→ **Written task**: Reproduce each of the rows below word for word, changing nothing in any line.
··········
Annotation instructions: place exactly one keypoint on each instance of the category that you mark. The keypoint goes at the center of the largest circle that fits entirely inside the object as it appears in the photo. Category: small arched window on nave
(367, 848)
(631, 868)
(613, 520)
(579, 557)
··········
→ **Output for this exercise**:
Annotation instructions: place exactly one keypoint on each instance of the category that you mark. The keypoint goes at the center of the largest circle that fits entirely inside the object as it appears in the photo. Category: small arched window on nave
(367, 848)
(631, 868)
(613, 520)
(579, 557)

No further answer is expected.